WRITTEN EXERCISE: Print the entries below in their entirety, exactly as they are written.

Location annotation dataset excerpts
[Begin]

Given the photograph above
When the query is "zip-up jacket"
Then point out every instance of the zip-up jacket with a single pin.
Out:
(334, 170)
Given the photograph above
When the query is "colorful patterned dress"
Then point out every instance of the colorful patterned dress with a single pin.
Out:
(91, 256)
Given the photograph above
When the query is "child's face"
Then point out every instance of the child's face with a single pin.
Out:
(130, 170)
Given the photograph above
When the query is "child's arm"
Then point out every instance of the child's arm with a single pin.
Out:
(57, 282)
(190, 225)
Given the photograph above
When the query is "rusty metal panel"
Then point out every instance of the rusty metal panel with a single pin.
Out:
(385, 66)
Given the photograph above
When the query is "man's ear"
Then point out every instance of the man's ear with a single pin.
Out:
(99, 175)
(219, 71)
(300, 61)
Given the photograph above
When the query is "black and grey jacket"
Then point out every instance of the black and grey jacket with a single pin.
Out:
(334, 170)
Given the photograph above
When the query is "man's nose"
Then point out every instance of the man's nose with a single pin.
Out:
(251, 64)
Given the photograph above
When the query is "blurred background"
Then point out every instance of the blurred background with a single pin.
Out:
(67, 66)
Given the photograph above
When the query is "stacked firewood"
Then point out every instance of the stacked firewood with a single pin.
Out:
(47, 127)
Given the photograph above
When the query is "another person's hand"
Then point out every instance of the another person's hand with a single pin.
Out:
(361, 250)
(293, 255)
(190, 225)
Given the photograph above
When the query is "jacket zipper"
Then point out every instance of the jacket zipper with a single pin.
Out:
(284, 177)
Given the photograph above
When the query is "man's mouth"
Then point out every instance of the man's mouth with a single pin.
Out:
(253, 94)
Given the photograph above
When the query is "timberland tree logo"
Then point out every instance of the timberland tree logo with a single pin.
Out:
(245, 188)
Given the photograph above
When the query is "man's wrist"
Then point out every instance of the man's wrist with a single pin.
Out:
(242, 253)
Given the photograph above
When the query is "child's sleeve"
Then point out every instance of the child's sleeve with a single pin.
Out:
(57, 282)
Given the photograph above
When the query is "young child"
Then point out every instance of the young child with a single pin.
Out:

[End]

SOLUTION:
Given the photograph above
When the query is "zip-up jacket"
Then point out every instance of the zip-up jacket with a single pin.
Out:
(334, 170)
Given the photograph above
When the query is "colorful patterned dress"
Then point out every instance of the colorful patterned dress with a single pin.
Out:
(91, 256)
Given the photograph above
When the query is "child's face"
Then point out every instance of the child's face with a single pin.
Out:
(130, 170)
Given the photograph above
When the query is "child's arm"
Then point out every instance of the child's arm with a single pin.
Out:
(57, 282)
(190, 225)
Given the photograph above
When the query is "rusty metal panel"
Then point out every instance of the rusty metal panel with a single pin.
Out:
(385, 66)
Given the photograph above
When the query is "man's ear"
Then point out every instance of the man's ear with a single pin.
Out:
(99, 175)
(219, 71)
(300, 61)
Given the photograph above
When the query is "black and grey jacket"
Then point out every instance of the black and grey jacket with a single pin.
Out:
(334, 170)
Given the photograph above
When the query is "man's nose"
Then point out every instance of the man's nose with a single pin.
Out:
(251, 64)
Given the photograph above
When the query is "blurred background"
Then point out every instance of the blurred background with a single pin.
Out:
(67, 66)
Given the photograph above
When the query is "stacked firewood"
Then point out every instance of the stacked firewood with a single pin.
Out:
(47, 127)
Given the photograph above
When the query is "another person's hand"
Then point out every instance of the another person's hand with a single pin.
Out:
(361, 250)
(293, 255)
(190, 225)
Given the photograph above
When the query is "jacket zipper"
Then point out every instance of the jacket zipper with a single pin.
Out:
(284, 177)
Given the photograph above
When the query is "man's mouth"
Then point out every instance of the man's mouth with a single pin.
Out:
(253, 94)
Given the photograph above
When the query is "timberland tree logo"
Then point out every instance of the timberland tree logo with a single pin.
Out:
(245, 188)
Given the photograph above
When the query is "man's wrist"
Then point out every instance of the man's wrist with a single pin.
Out:
(242, 253)
Given the photograph above
When the query is "child's sleeve"
Then point out every instance of the child's sleeve with a single pin.
Out:
(57, 282)
Given the photograph above
When the query is "young child"
Then point out every instance of the young child with a single pin.
Out:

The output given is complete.